◆ **Erklärtes Ziel 1**: Extrahieren Sie aus dem Artikel über Andreas Ivanschitz wortgetreu den Abschnitt von „DAS GÄNSEHAUT-DEBÜT“ bis einschließlich „guten Eindruck hinterlassen.“.

◆ **Dokumenttext**:
______________________________
Wenn Andreas Ivanschitz vom spanischen Fußball spricht, dann leuchten seine Augen.

„Es war schon immer mein Traum, in Spanien zu spielen. Als ich vor zwei Jahren das Angebot hatte, musste ich die Chance nutzen“, erklärt der 31-Jährige, der sich aktuell auf Vereinssuche befindet.

Von 2013 bis 2015 lief der Burgenländer für UD Levante, den kleineren der beiden La-Liga-Klubs in Valencia, auf.

Bei LAOLA1 gibt der 69-fache ÖFB-Nationalspieler seinen ganz persönlichen Einblick in die beste Fußball-Liga der Welt. Was war sein schönstes Erlebnis? Welches Stadion ist für ihn das stimmungsvollste? Und wie fühlt es sich an, gegen Messi oder Ronaldo zu spielen? Ivanschitz blickt zurück:

DAS GÄNSEHAUT-DEBÜT

„In Barcelona neben Neymar einzulaufen, das war schon etwas Besonderes. Wir beide feierten gleichzeitig unser Liga-Debüt, als wir in der 64. Minute eingewechselt wurden. Das Resultat von 0:7 rückt da etwas in den Hintergrund. Es war schon sehr emotional, vor dieser Kulisse eingewechselt zu werden. Das war speziell - rein emotional natürlich, denn sportlich war dieses Spiel sehr enttäuschend.“ 

DIE DENKWÜRDIGSTEN SPIELE

„Zwei Runden danach ist mir in der 94. Minute der Siegestreffer zum 2:1 gegen Rayo Vallecano gelungen. Das war eine unglaubliche Geschichte. Einerseits, weil es nach dem 0:7 gegen Barcelona unglaublich wichtig für die Mannschaft war. Anderseits hatte es aber auch für mich persönlich eine enorme Bedeutung. Dadurch konnte ich innerhalb des Teams gleich einmal einen guten Eindruck hinterlassen.
______________________________
◆ **Erklärtes Ziel 2**: Übertragen Sie die Datenzeilen von der ersten bis einschließlich der Datenzeile, die „272 474 L 311“ enthält, in eine nummerierte Liste. Lassen Sie dabei Leerzeilen weg.

◆ **Datenteil**:
______________________________
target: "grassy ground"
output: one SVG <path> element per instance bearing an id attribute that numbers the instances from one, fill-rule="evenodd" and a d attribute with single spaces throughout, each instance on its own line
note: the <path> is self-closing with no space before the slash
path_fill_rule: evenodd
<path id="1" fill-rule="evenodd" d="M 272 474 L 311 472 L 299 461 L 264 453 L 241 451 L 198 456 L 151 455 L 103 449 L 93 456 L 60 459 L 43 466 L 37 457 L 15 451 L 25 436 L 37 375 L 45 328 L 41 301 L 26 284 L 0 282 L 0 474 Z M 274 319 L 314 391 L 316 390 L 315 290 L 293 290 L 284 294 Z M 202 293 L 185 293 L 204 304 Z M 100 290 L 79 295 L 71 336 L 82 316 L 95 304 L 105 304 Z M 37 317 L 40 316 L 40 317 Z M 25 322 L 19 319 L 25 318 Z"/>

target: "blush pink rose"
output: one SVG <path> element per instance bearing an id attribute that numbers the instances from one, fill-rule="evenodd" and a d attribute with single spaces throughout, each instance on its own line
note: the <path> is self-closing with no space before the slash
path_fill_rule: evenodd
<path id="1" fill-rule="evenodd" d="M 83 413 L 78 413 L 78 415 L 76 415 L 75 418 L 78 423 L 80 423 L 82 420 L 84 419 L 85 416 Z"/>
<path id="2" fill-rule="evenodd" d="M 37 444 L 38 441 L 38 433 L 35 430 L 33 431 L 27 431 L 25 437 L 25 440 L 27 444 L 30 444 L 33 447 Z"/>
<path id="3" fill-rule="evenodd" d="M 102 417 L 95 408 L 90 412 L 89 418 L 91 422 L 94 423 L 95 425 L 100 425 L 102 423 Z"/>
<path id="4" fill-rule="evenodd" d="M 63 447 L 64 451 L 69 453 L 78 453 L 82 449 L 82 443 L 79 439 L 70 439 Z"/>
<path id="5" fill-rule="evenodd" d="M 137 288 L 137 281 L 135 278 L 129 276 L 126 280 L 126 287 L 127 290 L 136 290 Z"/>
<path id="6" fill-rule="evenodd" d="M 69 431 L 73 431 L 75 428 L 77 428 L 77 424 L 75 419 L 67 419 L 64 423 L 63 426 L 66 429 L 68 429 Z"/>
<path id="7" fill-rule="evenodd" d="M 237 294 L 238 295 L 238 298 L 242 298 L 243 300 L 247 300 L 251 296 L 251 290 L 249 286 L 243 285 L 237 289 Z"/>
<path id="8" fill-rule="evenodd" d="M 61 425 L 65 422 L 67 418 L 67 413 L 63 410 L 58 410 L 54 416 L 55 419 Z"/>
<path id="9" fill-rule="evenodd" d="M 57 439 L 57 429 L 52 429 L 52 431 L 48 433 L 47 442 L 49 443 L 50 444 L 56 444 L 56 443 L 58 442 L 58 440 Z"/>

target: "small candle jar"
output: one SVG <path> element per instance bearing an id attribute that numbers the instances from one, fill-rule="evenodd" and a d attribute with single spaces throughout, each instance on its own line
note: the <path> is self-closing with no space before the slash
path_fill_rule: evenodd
______________________________
◆ **Richtige Antwort 1**:
DAS GÄNSEHAUT-DEBÜT

„In Barcelona neben Neymar einzulaufen, das war schon etwas Besonderes. Wir beide feierten gleichzeitig unser Liga-Debüt, als wir in der 64. Minute eingewechselt wurden. Das Resultat von 0:7 rückt da etwas in den Hintergrund. Es war schon sehr emotional, vor dieser Kulisse eingewechselt zu werden. Das war speziell - rein emotional natürlich, denn sportlich war dieses Spiel sehr enttäuschend.“ 

DIE DENKWÜRDIGSTEN SPIELE

„Zwei Runden danach ist mir in der 94. Minute der Siegestreffer zum 2:1 gegen Rayo Vallecano gelungen. Das war eine unglaubliche Geschichte. Einerseits, weil es nach dem 0:7 gegen Barcelona unglaublich wichtig für die Mannschaft war. Anderseits hatte es aber auch für mich persönlich eine enorme Bedeutung. Dadurch konnte ich innerhalb des Teams gleich einmal einen guten Eindruck hinterlassen.

◆ **Richtige Antwort 2**:
1. target: "grassy ground"
2. output: one SVG <path> element per instance bearing an id attribute that numbers the instances from one, fill-rule="evenodd" and a d attribute with single spaces throughout, each instance on its own line
3. note: the <path> is self-closing with no space before the slash
4. path_fill_rule: evenodd
5. <path id="1" fill-rule="evenodd" d="M 272 474 L 311 472 L 299 461 L 264 453 L 241 451 L 198 456 L 151 455 L 103 449 L 93 456 L 60 459 L 43 466 L 37 457 L 15 451 L 25 436 L 37 375 L 45 328 L 41 301 L 26 284 L 0 282 L 0 474 Z M 274 319 L 314 391 L 316 390 L 315 290 L 293 290 L 284 294 Z M 202 293 L 185 293 L 204 304 Z M 100 290 L 79 295 L 71 336 L 82 316 L 95 304 L 105 304 Z M 37 317 L 40 316 L 40 317 Z M 25 322 L 19 319 L 25 318 Z"/>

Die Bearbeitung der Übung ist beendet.